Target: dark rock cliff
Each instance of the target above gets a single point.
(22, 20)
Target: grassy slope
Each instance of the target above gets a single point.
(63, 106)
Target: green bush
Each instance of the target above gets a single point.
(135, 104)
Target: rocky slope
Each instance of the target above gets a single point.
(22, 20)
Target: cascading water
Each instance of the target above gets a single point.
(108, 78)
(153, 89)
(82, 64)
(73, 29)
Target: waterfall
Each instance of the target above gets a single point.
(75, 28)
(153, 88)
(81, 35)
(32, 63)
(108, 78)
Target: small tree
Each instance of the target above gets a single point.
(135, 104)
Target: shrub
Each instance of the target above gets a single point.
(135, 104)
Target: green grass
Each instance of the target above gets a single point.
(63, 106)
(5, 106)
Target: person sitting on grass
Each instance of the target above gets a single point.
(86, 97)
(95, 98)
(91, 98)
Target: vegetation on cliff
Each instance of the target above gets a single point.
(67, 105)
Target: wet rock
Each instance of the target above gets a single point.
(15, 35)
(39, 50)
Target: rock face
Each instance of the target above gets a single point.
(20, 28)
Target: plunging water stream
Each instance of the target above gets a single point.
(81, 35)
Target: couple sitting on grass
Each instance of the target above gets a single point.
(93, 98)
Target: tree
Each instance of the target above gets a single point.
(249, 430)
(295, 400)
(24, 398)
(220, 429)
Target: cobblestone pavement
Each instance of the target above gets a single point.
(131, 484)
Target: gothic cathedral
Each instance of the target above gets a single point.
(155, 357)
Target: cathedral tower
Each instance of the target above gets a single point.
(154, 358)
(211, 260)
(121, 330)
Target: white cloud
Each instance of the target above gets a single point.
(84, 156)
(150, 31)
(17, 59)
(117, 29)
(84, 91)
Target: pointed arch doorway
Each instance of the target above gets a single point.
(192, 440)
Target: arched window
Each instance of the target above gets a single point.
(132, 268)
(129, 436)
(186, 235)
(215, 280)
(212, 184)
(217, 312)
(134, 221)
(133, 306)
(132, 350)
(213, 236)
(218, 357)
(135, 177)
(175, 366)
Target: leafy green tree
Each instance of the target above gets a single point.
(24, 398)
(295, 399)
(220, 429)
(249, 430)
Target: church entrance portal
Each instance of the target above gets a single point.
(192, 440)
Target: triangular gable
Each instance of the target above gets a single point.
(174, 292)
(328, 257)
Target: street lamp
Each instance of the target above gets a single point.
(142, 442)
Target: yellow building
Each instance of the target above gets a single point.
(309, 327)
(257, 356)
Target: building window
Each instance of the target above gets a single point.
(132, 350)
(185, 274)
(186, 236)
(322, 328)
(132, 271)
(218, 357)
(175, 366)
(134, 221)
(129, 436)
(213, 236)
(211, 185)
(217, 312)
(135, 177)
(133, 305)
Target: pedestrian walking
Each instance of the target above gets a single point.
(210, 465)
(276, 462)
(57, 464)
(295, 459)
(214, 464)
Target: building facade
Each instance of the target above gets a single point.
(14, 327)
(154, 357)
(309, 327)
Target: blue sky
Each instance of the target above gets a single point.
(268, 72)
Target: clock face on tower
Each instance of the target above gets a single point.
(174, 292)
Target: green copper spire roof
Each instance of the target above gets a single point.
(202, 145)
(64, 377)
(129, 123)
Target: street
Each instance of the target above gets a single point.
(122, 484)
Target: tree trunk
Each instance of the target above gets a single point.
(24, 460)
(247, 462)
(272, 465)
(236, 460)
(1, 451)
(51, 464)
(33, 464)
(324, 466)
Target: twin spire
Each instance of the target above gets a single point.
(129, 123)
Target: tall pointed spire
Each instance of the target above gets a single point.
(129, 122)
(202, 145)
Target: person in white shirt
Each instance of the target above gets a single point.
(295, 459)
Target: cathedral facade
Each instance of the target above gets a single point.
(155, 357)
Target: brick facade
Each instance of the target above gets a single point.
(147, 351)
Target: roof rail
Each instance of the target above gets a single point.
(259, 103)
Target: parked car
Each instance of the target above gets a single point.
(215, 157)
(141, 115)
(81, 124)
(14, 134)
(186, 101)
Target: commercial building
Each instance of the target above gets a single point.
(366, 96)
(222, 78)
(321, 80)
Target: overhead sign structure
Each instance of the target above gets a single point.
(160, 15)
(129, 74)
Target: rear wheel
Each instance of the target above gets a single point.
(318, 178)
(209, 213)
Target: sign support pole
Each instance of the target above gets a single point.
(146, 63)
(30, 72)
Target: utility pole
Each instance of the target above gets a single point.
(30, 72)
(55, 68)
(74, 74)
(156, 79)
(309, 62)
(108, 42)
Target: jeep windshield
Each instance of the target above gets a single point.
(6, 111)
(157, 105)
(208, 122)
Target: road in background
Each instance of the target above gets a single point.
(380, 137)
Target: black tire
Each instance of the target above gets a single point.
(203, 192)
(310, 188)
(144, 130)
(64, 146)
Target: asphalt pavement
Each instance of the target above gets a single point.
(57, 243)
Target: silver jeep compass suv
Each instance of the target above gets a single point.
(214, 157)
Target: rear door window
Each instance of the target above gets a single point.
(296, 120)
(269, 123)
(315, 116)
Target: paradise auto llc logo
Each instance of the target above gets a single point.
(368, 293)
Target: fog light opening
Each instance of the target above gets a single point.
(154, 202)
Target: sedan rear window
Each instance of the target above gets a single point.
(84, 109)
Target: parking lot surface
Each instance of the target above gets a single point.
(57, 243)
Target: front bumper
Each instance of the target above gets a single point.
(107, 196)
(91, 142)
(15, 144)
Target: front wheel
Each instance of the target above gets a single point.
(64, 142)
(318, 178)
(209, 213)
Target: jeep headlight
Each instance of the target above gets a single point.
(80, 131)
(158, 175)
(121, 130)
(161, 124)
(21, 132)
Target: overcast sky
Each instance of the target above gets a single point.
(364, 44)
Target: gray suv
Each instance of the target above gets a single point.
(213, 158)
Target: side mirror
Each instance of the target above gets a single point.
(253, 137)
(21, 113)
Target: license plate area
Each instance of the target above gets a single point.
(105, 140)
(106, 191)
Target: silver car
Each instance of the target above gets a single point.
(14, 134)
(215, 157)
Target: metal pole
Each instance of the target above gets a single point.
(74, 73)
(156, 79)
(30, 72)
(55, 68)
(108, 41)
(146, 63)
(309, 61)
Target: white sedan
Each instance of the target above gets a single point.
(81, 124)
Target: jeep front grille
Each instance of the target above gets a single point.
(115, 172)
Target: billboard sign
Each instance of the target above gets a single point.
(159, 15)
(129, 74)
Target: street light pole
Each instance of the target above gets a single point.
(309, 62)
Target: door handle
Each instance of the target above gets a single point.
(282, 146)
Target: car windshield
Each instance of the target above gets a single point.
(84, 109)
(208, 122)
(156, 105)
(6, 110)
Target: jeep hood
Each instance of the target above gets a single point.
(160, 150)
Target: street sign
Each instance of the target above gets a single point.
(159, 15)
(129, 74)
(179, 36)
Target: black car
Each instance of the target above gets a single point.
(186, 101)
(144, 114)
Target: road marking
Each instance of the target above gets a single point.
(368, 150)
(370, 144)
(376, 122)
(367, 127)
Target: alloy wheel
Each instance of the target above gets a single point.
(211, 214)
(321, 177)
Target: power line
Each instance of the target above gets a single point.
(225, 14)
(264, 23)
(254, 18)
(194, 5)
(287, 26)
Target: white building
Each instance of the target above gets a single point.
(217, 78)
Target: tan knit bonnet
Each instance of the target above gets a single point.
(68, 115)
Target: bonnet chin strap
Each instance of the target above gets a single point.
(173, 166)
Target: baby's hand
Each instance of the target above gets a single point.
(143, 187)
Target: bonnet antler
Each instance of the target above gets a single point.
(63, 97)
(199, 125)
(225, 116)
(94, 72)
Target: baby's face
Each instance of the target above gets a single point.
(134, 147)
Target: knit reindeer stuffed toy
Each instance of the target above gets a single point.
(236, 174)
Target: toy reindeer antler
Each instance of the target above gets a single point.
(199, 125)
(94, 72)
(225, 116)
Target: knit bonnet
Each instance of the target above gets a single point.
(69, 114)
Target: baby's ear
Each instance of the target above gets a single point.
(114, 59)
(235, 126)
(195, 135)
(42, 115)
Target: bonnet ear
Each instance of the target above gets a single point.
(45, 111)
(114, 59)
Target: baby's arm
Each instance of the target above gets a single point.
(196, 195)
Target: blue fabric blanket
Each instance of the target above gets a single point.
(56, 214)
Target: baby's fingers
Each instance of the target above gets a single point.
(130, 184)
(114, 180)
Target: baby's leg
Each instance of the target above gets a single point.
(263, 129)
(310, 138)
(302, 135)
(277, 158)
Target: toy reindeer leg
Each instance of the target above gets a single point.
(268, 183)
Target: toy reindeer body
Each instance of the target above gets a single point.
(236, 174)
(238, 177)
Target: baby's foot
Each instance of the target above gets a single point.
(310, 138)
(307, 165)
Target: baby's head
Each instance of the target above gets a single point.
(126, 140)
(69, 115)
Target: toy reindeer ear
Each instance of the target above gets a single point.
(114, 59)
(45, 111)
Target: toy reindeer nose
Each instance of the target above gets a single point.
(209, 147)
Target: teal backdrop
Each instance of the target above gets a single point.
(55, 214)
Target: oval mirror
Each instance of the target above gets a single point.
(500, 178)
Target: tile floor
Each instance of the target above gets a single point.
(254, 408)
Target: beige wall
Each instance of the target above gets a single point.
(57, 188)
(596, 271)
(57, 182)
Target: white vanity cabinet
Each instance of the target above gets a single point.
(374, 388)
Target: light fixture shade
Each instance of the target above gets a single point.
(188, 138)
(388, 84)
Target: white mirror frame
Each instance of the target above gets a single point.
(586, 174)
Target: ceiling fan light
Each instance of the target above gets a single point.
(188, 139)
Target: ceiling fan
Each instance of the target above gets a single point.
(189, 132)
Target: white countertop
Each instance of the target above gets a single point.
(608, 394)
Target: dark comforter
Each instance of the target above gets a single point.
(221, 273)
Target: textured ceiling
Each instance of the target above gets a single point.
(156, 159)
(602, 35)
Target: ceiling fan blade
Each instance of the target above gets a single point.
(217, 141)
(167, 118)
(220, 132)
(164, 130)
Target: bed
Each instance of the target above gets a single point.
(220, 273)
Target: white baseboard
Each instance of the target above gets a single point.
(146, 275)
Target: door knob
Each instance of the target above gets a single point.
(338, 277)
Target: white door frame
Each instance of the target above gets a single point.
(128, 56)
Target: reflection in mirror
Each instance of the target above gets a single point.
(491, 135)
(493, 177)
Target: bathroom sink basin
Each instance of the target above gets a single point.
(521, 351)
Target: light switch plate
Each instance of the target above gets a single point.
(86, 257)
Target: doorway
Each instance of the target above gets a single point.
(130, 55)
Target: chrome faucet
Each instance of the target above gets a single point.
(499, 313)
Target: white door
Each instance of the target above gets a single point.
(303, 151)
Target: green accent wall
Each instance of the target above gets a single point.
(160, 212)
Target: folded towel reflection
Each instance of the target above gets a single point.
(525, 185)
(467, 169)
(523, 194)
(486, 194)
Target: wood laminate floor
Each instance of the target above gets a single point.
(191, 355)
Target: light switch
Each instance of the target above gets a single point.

----

> [What you need to do]: Can you copy out, word for word, the part of the records that opens with the line containing "Target: white baseboard" and runs to the end of the records, with both ends included?

> [Solution for this problem]:
Target: white baseboard
Each instance of the target above gets a single point.
(146, 275)
Target: door knob
Each instance of the target above gets a single point.
(338, 277)
Target: white door frame
Each instance of the target above gets a single point.
(128, 56)
Target: reflection in mirror
Each instance of the target above gets a single point.
(491, 135)
(493, 177)
Target: bathroom sink basin
Each instance of the target above gets a single point.
(521, 351)
Target: light switch plate
Each instance of the target above gets a single point.
(86, 257)
Target: doorway
Each instance of the target above gets a single point.
(130, 55)
Target: chrome faucet
Each instance of the target above gets a single point.
(499, 313)
Target: white door
Each instance of the target above gets a single point.
(303, 151)
Target: green accent wall
Each instance of the target above gets a single point.
(160, 212)
Target: folded towel reflection
Each instance of the target above gets a single point.
(525, 185)
(467, 169)
(523, 194)
(486, 194)
Target: wood laminate floor
Each instance of the target above gets a single point.
(191, 355)
Target: light switch
Each instance of the target above gets a single point.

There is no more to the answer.